● **TEXT EXCERPT**
# Fire/explosion Liverpool docks 1921



## redreet (Sep 7, 2015)

I'm trying to find information about a vessel that was destroyed by fire/explosion in Liverpool Docks (don't know which dock!) in, I think, 1921. There was only one survivor - my uncle, William Evans, who was aged 17 at the time. He was very badly burned and suffered smoke inhalation. He was in hospital in Liverpool for many months.
This is all the information I have, sorry! Can anyone help?


----------



## Sebe (Aug 13, 2005)

redreet said:


> I'm trying to find information about a vessel that was destroyed by fire/explosion in Liverpool Docks (don't know which dock!) in, I think, 1921. There was only one survivor - my uncle, William Evans, who was aged 17 at the time. He was very badly burned and suffered smoke inhalation. He was in hospital in Liverpool for many months.
> This is all the information I have, sorry! Can anyone help?


Could it be http://www.old-merseytimes.co.uk/Deutschland.html


----------



## redreet (Sep 7, 2015)

*Fire/explosion in Liverpool docks 1921*

Hi Sebe,

Thanks for your reply. I don't think this incident, though very coincidental, involves my uncle. My family tell me that the explosion/fire occurred in Liverpool itself, not Birkenhead. It is eerily similar but my uncle's name is not shown amongst the victims. I'm totally sure that this story is showing the correct information and it would be desperately upsetting for relatives of those involved to even contemplate anything different. 

It's very kind of you to alert me to this piece of information. Thank you so much.
Redreet


----------



## steamer659 (Mar 18, 2009)

My Grandfather was a Carter and such on the Liverpool Docks from around this time until after WWII, I will ask my cousins if they came across any clippings or other news..


----------



## redreet (Sep 7, 2015)

Thanks Steamer 659. That's good of you. I'll keep fingers and toes crossed they might come up with something! Redreet


----------



## sidsal (Nov 13, 2007)

Reminds me of Brocklebank's MALAKAND which blew up in L'pool docks in ww2. The dock where she blew up was filled in. Parts of the ship were found Crosby way.
I sailed on her replacement - Malakand 2 during the latter part of ww2.


----------



## redreet (Sep 7, 2015)

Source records
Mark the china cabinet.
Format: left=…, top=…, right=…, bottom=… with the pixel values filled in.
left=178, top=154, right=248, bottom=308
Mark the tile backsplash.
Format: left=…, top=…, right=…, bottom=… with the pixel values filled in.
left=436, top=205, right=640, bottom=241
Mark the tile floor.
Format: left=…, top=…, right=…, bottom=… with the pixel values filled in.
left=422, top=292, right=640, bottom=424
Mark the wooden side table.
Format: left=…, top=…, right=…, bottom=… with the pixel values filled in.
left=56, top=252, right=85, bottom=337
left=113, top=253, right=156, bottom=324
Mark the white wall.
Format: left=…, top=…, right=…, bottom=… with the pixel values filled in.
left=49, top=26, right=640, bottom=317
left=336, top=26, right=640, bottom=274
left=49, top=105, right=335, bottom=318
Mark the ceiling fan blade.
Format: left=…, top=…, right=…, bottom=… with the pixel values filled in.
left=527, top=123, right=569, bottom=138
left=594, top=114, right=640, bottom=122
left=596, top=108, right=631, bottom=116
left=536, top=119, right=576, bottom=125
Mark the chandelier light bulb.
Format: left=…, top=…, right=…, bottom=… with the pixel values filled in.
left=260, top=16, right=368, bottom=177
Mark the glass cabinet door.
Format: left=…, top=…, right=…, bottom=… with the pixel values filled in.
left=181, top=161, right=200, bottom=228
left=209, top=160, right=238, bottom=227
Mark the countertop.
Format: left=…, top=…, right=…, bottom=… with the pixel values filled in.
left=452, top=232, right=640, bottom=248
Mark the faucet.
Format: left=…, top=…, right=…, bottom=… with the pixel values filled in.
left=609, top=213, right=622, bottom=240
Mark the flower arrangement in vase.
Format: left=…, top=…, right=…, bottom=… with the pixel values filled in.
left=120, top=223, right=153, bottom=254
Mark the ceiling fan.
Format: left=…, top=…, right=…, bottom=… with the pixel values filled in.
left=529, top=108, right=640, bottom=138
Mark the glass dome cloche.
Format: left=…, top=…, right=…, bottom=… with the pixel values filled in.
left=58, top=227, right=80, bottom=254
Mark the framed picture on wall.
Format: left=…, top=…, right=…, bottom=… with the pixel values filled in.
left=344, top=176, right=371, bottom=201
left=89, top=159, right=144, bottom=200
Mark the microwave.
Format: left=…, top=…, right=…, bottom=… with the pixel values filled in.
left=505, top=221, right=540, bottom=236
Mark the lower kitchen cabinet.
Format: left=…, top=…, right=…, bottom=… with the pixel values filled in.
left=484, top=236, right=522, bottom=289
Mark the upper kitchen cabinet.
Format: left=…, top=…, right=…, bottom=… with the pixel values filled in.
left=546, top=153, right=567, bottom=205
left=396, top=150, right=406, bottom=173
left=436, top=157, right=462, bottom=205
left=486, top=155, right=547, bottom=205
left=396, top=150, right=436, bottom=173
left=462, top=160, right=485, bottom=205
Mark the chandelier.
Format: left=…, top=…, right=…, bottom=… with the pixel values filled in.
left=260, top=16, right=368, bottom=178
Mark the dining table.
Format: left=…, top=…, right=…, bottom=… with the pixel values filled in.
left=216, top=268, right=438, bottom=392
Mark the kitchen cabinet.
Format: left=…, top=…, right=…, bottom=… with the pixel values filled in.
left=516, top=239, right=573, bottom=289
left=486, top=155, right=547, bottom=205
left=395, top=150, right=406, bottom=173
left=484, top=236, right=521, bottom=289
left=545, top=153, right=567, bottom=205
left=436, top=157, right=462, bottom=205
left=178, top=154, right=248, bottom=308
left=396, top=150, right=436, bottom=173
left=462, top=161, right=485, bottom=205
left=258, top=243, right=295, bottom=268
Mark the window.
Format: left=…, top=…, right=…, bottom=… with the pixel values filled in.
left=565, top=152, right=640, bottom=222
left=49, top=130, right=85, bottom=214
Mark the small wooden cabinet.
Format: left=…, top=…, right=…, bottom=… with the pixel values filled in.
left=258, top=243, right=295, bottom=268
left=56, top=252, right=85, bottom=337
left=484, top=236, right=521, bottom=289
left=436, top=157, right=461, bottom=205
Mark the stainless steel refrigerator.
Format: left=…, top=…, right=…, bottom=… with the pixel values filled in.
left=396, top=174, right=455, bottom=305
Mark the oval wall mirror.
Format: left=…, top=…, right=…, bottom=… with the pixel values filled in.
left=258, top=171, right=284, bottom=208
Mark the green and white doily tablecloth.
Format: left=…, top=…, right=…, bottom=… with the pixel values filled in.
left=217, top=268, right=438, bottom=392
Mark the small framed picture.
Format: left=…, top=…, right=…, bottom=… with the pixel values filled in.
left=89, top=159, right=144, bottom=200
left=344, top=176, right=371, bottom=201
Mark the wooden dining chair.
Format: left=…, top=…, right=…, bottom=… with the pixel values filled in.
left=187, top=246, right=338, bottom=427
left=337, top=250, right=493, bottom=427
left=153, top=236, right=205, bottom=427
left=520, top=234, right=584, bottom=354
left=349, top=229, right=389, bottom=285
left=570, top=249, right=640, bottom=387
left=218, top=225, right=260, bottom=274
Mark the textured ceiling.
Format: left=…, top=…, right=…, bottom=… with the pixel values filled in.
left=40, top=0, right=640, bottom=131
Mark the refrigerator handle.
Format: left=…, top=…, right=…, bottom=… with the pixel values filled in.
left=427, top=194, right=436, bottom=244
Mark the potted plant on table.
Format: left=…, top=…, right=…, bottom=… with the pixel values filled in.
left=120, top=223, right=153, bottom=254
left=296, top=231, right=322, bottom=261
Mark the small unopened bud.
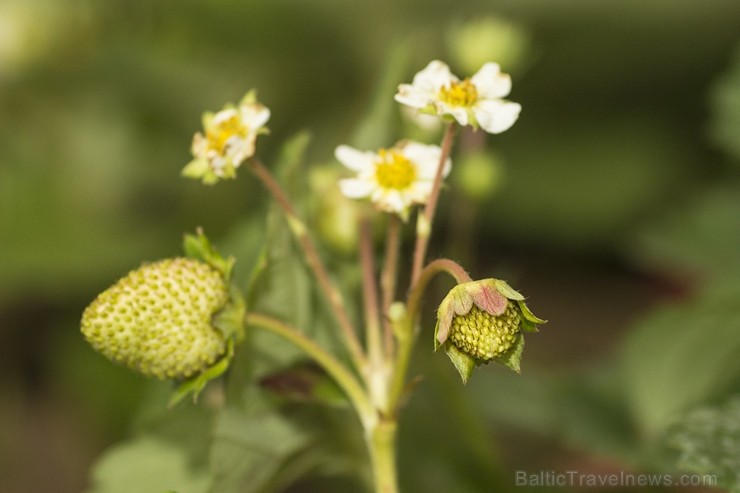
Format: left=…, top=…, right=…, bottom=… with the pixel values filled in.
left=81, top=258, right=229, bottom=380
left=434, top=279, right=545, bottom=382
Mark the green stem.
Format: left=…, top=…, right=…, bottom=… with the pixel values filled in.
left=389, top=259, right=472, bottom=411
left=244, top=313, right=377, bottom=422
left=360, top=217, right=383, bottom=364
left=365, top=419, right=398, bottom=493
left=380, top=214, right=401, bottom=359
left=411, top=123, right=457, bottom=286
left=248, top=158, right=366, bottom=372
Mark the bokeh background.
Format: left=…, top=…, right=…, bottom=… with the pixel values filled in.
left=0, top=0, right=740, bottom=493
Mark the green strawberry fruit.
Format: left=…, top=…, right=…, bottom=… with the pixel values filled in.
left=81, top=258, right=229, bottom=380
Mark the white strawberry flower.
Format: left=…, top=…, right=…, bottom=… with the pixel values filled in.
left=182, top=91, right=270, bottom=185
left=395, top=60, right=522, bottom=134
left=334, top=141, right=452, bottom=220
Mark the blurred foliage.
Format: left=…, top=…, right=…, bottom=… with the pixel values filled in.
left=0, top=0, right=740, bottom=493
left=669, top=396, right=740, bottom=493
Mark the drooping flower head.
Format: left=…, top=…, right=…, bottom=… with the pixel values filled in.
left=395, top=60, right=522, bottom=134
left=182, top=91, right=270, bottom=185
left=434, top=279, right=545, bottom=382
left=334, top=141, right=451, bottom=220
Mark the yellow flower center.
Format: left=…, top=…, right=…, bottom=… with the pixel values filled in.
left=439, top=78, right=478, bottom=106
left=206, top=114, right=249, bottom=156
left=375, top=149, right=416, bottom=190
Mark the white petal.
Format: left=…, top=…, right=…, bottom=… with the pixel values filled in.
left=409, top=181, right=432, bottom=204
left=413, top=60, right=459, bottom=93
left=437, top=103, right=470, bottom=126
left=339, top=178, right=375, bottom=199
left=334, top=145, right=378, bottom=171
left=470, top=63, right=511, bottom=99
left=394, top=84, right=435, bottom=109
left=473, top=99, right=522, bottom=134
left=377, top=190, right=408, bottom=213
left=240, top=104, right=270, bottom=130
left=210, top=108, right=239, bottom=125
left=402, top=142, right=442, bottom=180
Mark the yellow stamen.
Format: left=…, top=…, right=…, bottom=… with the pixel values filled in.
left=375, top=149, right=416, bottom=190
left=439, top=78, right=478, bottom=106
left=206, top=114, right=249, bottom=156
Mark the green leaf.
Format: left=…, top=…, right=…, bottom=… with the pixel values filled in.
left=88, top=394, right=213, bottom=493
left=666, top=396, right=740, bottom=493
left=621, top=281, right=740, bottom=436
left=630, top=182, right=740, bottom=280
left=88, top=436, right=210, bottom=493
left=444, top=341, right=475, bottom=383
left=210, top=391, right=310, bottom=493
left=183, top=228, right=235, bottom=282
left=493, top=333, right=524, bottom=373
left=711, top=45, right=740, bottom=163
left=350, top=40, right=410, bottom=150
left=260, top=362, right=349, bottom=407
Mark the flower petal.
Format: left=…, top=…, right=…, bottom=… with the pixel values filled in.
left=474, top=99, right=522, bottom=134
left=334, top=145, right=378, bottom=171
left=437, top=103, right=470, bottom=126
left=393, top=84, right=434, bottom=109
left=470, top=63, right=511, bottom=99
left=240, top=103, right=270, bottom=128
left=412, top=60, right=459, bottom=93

* * *

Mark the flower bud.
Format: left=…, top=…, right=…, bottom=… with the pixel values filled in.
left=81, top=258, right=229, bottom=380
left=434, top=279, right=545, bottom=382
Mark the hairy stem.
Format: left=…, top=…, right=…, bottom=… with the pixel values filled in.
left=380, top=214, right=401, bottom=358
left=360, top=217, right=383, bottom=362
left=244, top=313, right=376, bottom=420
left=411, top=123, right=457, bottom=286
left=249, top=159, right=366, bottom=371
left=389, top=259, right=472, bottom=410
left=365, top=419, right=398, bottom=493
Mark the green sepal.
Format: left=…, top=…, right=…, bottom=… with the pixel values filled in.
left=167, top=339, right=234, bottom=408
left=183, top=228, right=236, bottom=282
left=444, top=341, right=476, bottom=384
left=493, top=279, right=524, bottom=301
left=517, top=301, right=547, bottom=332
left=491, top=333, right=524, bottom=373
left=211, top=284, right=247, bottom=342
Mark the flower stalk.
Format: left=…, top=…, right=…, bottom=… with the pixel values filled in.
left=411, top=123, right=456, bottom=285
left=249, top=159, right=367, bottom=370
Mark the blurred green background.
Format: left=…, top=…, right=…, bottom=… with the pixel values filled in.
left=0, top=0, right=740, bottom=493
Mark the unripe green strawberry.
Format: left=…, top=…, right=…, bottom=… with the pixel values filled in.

● **TRY IT**
What follows in the forum thread about the 1921 fire in Liverpool docks? Continue the thread from its final heading onward.

● **WRITTEN RESPONSE**
That must have been some explosion. Hope Malakand 2 was a bit luckier for you! I was born just after the ww2 and the bravery of our servicemen never fails to humble me. Thanks for your reply, Sidsal. Redreet


----------



## BrianP (May 9, 2007)

This explosion was covered by Ricky Tomlinson in a programme transmitted yesterday (Tuesday 8th Sept), about the bombing of Liverpool during WWII.


----------



## Farmer John (Feb 22, 2012)

Can you tell us which Channel, I would like to watch that.


----------



## zero (Jan 9, 2009)

> Can you tell us which Channel, I would like to watch that.


09:15, BBC2, yesterday Tuesday 8th September, episode 2 of 3. Yesterday was about Liverpool, last week was London, next week is Norwich. You've got 28 days to watch it on the i-player.


----------



## Hugh MacLean (Nov 18, 2005)

Just to go back to the O/Ps request.

The ship was Pacific Steam Navigation Co, ss HUANCHACO official number,124078 and she was undertaking repairs at the Langton Graving Dock.
July 1st 1920 - The fire broke out in the forepart of the ship amongst the timber, sulphur, oil, rope and staves below the deck.
One fireman was hauled up with a dead man in his arms and another fireman brought up three unconscious men. The three were William Evans, James McCarthy and Thomas Champion.

It is my understanding that only one man died from suffocation from the Sulphur fumes. 

Regards
Hugh


----------



## Farmer John (Feb 22, 2012)

Thank you zero.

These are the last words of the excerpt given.